ЗАДАНИЕ A: Извлеките из записей каждую строку, в которой есть слово «cabinet».

ОТРЫВОК:
****************
Китай управляемый - [58]
Подобное отношение к знанию, заметим, соответствует символической форме коммуникации, которая дана в ритуале и предполагает обостренное чувствование конкретных свойств пространства и времени. Ритуалы вообще исполняются по-разному в зависимости от наличных обстоятельств, так что нормы нашего общения с другими людьми, подобно стратегическому действию в военном каноне, «не имеют постоянной формы», точнее – всегда выступают как вариация неявленной темы. А церемония, доведенная до ее логического предела и ставшая чистой сообщительностью, устраняет всякое противостояние и предстает именно как церемонность, то есть как умение свести любую тему к нюансам, исключающим столкновение.
****************
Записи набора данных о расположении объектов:
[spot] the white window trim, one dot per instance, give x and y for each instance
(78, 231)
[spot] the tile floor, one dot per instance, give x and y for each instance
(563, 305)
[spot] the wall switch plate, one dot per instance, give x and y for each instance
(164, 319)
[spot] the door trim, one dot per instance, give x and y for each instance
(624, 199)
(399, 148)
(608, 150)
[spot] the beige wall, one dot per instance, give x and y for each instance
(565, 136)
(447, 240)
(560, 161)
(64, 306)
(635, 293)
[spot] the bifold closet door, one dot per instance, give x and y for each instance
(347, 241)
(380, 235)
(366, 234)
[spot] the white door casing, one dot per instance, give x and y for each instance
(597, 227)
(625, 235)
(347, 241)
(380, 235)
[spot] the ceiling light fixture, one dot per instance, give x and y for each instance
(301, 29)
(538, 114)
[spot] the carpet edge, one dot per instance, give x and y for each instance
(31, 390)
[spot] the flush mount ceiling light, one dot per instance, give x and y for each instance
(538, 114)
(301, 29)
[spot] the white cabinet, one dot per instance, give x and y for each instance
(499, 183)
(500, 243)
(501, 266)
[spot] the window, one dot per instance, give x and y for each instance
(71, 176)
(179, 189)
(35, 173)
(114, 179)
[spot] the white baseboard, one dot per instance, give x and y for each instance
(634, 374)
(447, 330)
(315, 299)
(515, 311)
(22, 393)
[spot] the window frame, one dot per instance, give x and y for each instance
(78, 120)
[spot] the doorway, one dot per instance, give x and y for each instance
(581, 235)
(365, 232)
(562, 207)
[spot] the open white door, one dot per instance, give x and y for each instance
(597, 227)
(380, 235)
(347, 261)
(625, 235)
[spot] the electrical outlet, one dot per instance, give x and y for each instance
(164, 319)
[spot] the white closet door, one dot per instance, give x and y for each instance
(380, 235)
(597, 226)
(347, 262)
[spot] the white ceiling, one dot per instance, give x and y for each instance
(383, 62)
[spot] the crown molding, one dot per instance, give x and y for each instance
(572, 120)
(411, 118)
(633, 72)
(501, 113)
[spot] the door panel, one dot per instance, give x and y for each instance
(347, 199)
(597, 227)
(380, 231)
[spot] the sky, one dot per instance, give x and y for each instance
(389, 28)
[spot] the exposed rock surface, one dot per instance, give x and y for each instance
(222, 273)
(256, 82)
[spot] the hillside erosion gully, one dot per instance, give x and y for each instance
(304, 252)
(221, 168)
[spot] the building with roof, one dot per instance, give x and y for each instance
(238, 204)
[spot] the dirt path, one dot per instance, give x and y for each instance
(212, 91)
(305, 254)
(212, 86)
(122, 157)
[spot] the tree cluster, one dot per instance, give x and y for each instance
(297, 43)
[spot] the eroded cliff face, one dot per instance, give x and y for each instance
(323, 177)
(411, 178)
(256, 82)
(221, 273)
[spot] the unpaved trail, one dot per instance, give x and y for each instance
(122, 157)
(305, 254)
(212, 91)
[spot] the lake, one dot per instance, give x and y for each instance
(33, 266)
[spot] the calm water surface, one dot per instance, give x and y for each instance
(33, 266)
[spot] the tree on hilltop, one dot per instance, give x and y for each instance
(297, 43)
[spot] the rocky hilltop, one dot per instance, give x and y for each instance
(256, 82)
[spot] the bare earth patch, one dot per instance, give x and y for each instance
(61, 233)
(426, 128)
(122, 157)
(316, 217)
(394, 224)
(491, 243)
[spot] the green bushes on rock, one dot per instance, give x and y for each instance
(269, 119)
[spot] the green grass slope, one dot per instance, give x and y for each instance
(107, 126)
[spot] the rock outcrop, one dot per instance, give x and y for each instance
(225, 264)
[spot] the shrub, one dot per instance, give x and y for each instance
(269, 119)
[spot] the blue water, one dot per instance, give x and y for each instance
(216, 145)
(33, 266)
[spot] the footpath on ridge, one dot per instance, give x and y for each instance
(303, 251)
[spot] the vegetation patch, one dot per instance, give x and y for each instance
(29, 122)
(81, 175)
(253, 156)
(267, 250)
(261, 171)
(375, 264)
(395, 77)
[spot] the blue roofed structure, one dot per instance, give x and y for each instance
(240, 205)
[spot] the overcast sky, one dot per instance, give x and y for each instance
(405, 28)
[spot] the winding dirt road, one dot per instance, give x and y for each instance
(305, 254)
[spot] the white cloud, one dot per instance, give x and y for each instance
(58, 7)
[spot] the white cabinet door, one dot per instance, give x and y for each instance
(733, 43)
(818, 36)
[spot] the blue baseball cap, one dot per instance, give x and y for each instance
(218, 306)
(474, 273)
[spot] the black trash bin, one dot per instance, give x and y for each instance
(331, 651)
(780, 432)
****************
ЗАДАНИЕ B: Продолжите отрывок о ритуале и церемонии, начиная сразу после его последнего предложения.

ИТОГОВЫЙ ОТВЕТ A:
[spot] the white cabinet, one dot per instance, give x and y for each instance
[spot] the white cabinet door, one dot per instance, give x and y for each instance

ИТОГОВЫЙ ОТВЕТ B:
Но каким образом сумма фрагментов знания превращается в безукоризненную точность понимания? Здесь действует уже знакомая нам парадоксальная логика «круговорота Пути»: чем больше различий нам доступно, тем отчетливее постигаем мы сокровенное единство бытия. В китайской картине мира каждая вещь имеет свой «внутренний предел», в котором она одновременно находит свое завершение и претерпевает превращение, переходит в «иное». В таком случае все есть только превращение, и единство бытия обеспечивается не субстанцией или сущностью, а чистым различием, различением без различаемого, нескончаемым саморазличением. Познание превращается в знание пределов вещей и, следовательно, знание одновременно присутствия и отсутствия сущего; оно становится, говоря языком китайской традиции, «знанием незнания» или «незнающим знанием». Самые качества вещей здесь, как в монадологии Лейбница, определяются только выбранной перспективой, местонахождением в пространственно-временном поле универсума. В этом видении единство мира столь же реально, как и уникальность каждого момента существования. Поскольку все бесчисленные вещи-события составляют здесь «одну вещь» (именно так, повторим, определялась реальность в китайской философии) или, можно сказать, Вещь-Событийность, мир предстает иерархией общих и частных категорий, что мы и видим на примере классификационных схем, создающих арсенал типовых форм традиции.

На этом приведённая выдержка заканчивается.